§ EXTRAIT SÉLECTIONNÉ:
>>>>>
Carcinome épidermoïde oral autour de l’implant dentaire : revue systématique. Cabral Ramos et al., Oral Surg Oral Med Oral Pathol Oral Radiol 2021;131:660_674

Le carcinome épidermoïde (CE) représente la majorité des sous-types histologiques des cancers de la cavité buccale et possède un mauvais pronostic. La similitude entre le CE, qui peut revêtir différentes formes cliniques, et les lésions bénignes dans les régions péri-implantaires peut être un facteur confondant majeur pour le clinicien. Le but de cette revue systématique est de caractériser le profil épidémiologique, dépister les facteurs de risque possiblement impliqués et évaluer les caractéristiques cliniques du CE oral autour des implants dentaires.

Les critères d’inclusion sont basés sur l’approche PECOS avec : P les patients atteints d’un CE autour d’implants dentaires ; E autour des implants dentaires ; C les patients atteints d’un CE sans implant dentaire ; O épidémiologie et carcinogenèse ; S rapport de cas, série de cas, étude rétrospective sans restriction de langue ou de temps. Ont été exclus les rapports de cas et études rétrospectives avec des patients atteints de tumeurs bénignes, de métastases ou autres néoplasies que le CE et les patients sans implant dentaire atteints de CE, les revues, lettres à éditeur, opinions d’expert, chapitres d’ouvrage, conférences, résumes, posters, brevets et études cliniques. L’identification des articles a été réalisé sur Embase, Scopus et PubMed avec comme MeSH term (« Squamous cell carcinomas » OR « mouth neoplasms ») AND (« dental implant » OR « peri-implantitis »).

Trente trois études dont 31 rapports de cas et 2 études rétrospectives ont été incluses. Au total, l’échantillon est composé de 63 patients, avec une majorité de femmes (55,5%), et d’âge moyen 66,7 ans. Cinquante six cas de CE oral autour des implants dentaires étaient situés à la mandibule (88,8%), 7 cas au maxillaire (7,9%) et 2 sur le bord latéral de la langue en contact avec des implants posés à la mandibule (3,1%). La forme clinique la plus fréquente étaient une masse exophytique (46%), suivie d’une ulcération (36,5%). Des antécédents de cancer oral ont été retrouvés chez 23 patients (36,5%). Trente et un patients n’avaient pas d’antécédent éthylo-tabagique (49,2%) ; 15,8% avaient une double intoxication. L’intervalle de temps entre la mise en place de l’implant dentaire et le diagnostic du CE oral variait de 5 mois à 15 ans, avec une moyenne de 4,5 ans. La péri-implantite était la principale hypothèse clinique et a été rapportée chez 16 patients (25,3%).
<<<<<
§ EXPLORER LE CONTENU:
1. Répondez à ces questions sur le résumé consacré au carcinome épidermoïde oral autour des implants dentaires :
(a) Dans quelles bases de données les articles ont-ils été recherchés ?
(b) Quelle forme clinique était la plus fréquente ?
(c) Quelle était la durée moyenne entre la pose de l'implant dentaire et le diagnostic du CE oral ?
2. Réécrivez le passage du résumé consacré au carcinome épidermoïde oral autour des implants dentaires entre « Carcinome épidermoïde oral » et « des implants dentaires. » inclus, en remplaçant « clinicien » par « praticien ».
3. Reprenez le résumé consacré au carcinome épidermoïde oral autour des implants dentaires à la suite de sa dernière phrase et poursuivez-le.

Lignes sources
>>>>>
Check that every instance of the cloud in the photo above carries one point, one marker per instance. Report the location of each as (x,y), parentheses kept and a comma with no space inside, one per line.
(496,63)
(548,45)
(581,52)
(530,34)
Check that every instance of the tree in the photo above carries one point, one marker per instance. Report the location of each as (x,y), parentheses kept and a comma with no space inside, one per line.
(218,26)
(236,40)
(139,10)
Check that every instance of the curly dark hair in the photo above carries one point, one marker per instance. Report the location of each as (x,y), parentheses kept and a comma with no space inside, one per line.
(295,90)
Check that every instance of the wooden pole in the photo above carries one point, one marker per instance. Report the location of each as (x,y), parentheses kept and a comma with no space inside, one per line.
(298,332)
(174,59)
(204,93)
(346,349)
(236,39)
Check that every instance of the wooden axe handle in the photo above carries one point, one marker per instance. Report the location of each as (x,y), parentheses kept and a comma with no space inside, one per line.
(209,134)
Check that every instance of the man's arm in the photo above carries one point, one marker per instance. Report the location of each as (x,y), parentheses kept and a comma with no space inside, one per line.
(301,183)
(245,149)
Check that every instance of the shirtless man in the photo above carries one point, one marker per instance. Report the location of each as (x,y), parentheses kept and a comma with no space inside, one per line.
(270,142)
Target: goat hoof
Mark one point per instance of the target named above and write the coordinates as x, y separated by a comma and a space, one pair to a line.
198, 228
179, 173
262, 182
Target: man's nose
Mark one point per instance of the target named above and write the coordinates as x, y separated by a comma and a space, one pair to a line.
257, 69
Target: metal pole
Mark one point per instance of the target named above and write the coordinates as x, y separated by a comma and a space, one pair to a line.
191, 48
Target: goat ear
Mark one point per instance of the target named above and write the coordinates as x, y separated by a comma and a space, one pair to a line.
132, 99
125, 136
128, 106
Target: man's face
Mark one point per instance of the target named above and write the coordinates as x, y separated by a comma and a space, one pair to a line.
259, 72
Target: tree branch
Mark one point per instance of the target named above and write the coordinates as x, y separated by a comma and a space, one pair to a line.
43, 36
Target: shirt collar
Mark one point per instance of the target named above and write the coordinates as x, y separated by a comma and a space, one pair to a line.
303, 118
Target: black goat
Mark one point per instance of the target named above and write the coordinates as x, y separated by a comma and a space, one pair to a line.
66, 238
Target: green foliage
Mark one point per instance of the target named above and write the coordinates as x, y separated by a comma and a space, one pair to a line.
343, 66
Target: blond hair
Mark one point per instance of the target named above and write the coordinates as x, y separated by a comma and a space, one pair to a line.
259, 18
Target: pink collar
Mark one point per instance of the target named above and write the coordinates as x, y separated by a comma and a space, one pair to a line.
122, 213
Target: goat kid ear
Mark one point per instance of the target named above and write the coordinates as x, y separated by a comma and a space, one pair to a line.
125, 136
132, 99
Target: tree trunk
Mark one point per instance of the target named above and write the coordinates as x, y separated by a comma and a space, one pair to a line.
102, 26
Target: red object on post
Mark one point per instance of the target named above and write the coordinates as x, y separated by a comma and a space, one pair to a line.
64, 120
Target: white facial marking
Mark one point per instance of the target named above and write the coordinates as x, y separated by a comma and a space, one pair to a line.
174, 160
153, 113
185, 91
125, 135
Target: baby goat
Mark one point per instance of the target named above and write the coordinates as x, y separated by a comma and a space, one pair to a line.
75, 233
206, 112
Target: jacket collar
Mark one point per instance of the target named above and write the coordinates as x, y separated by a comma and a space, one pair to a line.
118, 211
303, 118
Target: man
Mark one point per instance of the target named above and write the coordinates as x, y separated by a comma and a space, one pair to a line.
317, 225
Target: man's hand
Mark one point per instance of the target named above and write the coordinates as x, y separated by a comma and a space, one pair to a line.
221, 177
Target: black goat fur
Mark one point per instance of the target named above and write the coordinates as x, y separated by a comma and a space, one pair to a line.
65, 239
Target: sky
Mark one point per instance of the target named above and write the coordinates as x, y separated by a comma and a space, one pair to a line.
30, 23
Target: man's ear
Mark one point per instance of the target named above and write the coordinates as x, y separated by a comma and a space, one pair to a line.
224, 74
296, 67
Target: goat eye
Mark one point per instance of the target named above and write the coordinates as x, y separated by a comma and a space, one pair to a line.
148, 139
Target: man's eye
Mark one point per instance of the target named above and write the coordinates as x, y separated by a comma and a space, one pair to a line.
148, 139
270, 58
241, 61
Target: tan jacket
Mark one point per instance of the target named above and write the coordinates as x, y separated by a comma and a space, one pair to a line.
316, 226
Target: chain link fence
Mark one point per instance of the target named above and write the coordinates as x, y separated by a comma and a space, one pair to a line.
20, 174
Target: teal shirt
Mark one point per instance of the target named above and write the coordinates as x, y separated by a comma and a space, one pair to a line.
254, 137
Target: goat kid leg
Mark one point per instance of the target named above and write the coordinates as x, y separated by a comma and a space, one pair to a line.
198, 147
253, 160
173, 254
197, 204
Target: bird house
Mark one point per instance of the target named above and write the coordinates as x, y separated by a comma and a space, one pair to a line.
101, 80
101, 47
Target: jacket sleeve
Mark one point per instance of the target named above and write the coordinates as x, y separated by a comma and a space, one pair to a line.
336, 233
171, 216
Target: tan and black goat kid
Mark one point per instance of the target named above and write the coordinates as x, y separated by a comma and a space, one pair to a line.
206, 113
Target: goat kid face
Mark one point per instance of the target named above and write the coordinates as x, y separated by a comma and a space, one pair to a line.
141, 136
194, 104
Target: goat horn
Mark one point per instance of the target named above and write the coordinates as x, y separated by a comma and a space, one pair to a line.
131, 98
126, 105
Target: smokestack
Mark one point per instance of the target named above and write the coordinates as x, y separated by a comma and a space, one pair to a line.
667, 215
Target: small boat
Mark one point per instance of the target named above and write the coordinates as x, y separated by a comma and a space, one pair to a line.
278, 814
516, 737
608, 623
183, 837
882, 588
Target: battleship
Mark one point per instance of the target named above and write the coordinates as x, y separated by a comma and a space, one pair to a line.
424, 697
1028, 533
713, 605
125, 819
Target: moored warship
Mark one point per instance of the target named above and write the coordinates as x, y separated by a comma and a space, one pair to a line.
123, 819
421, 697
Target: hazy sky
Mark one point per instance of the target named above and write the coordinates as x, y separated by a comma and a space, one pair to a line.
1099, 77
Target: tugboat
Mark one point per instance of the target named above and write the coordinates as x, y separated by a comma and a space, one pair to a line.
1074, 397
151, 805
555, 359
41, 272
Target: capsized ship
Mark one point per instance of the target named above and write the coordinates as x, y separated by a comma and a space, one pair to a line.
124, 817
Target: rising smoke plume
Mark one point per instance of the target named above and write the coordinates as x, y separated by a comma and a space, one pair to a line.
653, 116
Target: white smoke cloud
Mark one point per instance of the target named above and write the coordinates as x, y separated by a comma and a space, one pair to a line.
<<<<<
§ RÉPONSES AUX TÂCHES:
1.
(a) Embase, Scopus et PubMed.
(b) Une masse exophytique (46 %).
(c) 4,5 ans.

2.
Carcinome épidermoïde oral autour de l’implant dentaire : revue systématique. Cabral Ramos et al., Oral Surg Oral Med Oral Pathol Oral Radiol 2021;131:660_674

Le carcinome épidermoïde (CE) représente la majorité des sous-types histologiques des cancers de la cavité buccale et possède un mauvais pronostic. La similitude entre le CE, qui peut revêtir différentes formes cliniques, et les lésions bénignes dans les régions péri-implantaires peut être un facteur confondant majeur pour le praticien. Le but de cette revue systématique est de caractériser le profil épidémiologique, dépister les facteurs de risque possiblement impliqués et évaluer les caractéristiques cliniques du CE oral autour des implants dentaires.

3.
En plus de la synergie tabac/alcool, d’autres facteurs étiologiques seraient potentiellement impliqués dans la carcinogenèse, tels que l’inflammation chronique, ou un traumatisme répété des tissus mous. De plus, la libération des particules de titane dans les tissus péri-implantaires est assez courante. Ses particules de titane induisent une altération des cellules épithéliales buccales, processus contribuant à la perturbation de l’homéostasie épithéliale et donc compromettant potentiellement la barrière épithéliale buccale. Schache et al. ont suggéré, après analyse microscopique, que les implants peuvent faciliter la propagation des cellules malignes d’un CE oral à l’os à travers l’interface implant/tissus péri-implantaires. L’invasion osseuse chez les patients dentés n’a été signalée que dans les lésions étendues, ce qui sous-entend que les tissus parodontaux peuvent être une barrière naturelle contre la progression tumorale, ralentissant l’infiltration osseuse. 69,8 % des cas signalés dans cette revue systématique présentaient des signes de perte osseuse autour des implants dentaires, ce qui peut suggérer que les implants dentaires et les lésions associées peuvent fournir un environnement favorable pour la progression osseuse plus rapide du CE oral.

En conclusion, la plupart des patients atteints de CE oral autour des implants dentaires étaient des femmes sans facteurs de risque connus. Ces lésions présentent des caractéristiques cliniques et radiographiques pouvant ressembler à une péri-implantite, conduisant à un retard dans le diagnostic et le traitement ultérieur. Le CE autour des implants dentaires semble faire partie du spectre des classiques et doit être suspecté en présence de lésions buccales persistantes.